-- The input follows --
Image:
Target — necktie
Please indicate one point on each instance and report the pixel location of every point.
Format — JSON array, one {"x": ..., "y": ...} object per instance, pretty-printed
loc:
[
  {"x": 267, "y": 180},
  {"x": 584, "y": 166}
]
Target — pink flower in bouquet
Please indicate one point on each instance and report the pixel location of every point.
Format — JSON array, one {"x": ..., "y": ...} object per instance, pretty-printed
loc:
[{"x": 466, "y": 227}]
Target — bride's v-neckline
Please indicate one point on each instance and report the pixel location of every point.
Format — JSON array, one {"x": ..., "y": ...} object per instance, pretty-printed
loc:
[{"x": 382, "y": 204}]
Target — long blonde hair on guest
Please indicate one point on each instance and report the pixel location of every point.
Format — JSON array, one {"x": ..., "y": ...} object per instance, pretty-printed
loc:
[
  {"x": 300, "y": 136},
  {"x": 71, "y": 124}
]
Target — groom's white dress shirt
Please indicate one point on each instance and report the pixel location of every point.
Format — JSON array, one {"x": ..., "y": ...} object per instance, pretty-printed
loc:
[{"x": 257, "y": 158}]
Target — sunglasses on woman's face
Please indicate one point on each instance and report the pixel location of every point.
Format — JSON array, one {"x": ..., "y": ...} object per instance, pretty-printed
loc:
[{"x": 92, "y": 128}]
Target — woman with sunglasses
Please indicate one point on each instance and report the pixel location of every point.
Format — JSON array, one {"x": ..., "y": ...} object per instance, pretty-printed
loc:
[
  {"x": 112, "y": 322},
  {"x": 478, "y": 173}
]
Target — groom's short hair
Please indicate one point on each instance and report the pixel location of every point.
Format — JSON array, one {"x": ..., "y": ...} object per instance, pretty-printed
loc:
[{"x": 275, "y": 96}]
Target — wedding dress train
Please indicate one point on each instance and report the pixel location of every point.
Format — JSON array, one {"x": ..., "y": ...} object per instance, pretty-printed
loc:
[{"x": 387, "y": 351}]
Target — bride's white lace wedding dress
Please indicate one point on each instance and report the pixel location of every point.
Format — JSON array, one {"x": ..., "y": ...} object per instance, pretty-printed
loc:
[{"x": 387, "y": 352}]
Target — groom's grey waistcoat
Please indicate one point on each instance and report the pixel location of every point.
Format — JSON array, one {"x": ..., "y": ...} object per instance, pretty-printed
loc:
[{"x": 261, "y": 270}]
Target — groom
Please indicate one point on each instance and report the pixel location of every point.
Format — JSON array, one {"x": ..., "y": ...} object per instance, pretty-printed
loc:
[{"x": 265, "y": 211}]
-- The input concluded --
Assignment:
Would you copy each line of the data exactly as it appears above?

Finished exercise:
Image:
Target — necktie
Please indicate one point on each instance and report the pixel location of every point.
Format — JSON array, one {"x": ..., "y": ...} object per instance, pretty-printed
loc:
[
  {"x": 267, "y": 180},
  {"x": 584, "y": 166}
]
Target — pink flower in bouquet
Please indicate one point on each instance and report the pixel location of every point.
Format — JSON array, one {"x": ..., "y": ...} object per instance, pretty-printed
loc:
[{"x": 466, "y": 227}]
Target — bride's v-neckline
Please indicate one point on each instance and report the pixel location of every point.
Format — JSON array, one {"x": ..., "y": ...} object per instance, pretty-printed
loc:
[{"x": 382, "y": 204}]
Target — long blonde hair on guest
Please indicate one point on each instance and report the pixel location of every point.
Format — JSON array, one {"x": ..., "y": ...} object per instance, pretty-printed
loc:
[
  {"x": 300, "y": 136},
  {"x": 71, "y": 124}
]
Target — groom's white dress shirt
Please indicate one point on each instance and report the pixel location of every point.
Format — JSON array, one {"x": ..., "y": ...} object per instance, pretty-printed
loc:
[{"x": 257, "y": 158}]
Target — sunglasses on woman's face
Please indicate one point on each instance and report the pixel location of every point.
Format — JSON array, one {"x": ..., "y": ...} object per instance, pretty-printed
loc:
[{"x": 92, "y": 128}]
Target — woman with sunglasses
Please indicate one point on each instance and report the pixel location of every point.
Format — JSON array, one {"x": ..., "y": ...} object per instance, pretty-printed
loc:
[
  {"x": 112, "y": 322},
  {"x": 478, "y": 173}
]
Target — groom's short hair
Please indicate one point on each instance and report the pixel location of every point.
Format — JSON array, one {"x": ..., "y": ...} object per instance, pretty-printed
loc:
[{"x": 275, "y": 96}]
Target — wedding dress train
Please indicate one point on each instance and report the pixel location of every point.
Format — JSON array, one {"x": ..., "y": ...} object per instance, pretty-printed
loc:
[{"x": 387, "y": 351}]
Target — bride's white lace wedding dress
Please indicate one point on each instance and report the pixel location of every point.
Format — JSON array, one {"x": ..., "y": ...} object per instance, pretty-printed
loc:
[{"x": 387, "y": 352}]
Target — groom's grey waistcoat
Please indicate one point on each instance and report the pixel location of every point.
Format — JSON array, one {"x": ..., "y": ...} object per instance, pretty-printed
loc:
[{"x": 261, "y": 270}]
Target — groom
Please indicate one point on each instance and report the pixel location of every point.
Format — JSON array, one {"x": ..., "y": ...} object per instance, pretty-printed
loc:
[{"x": 265, "y": 211}]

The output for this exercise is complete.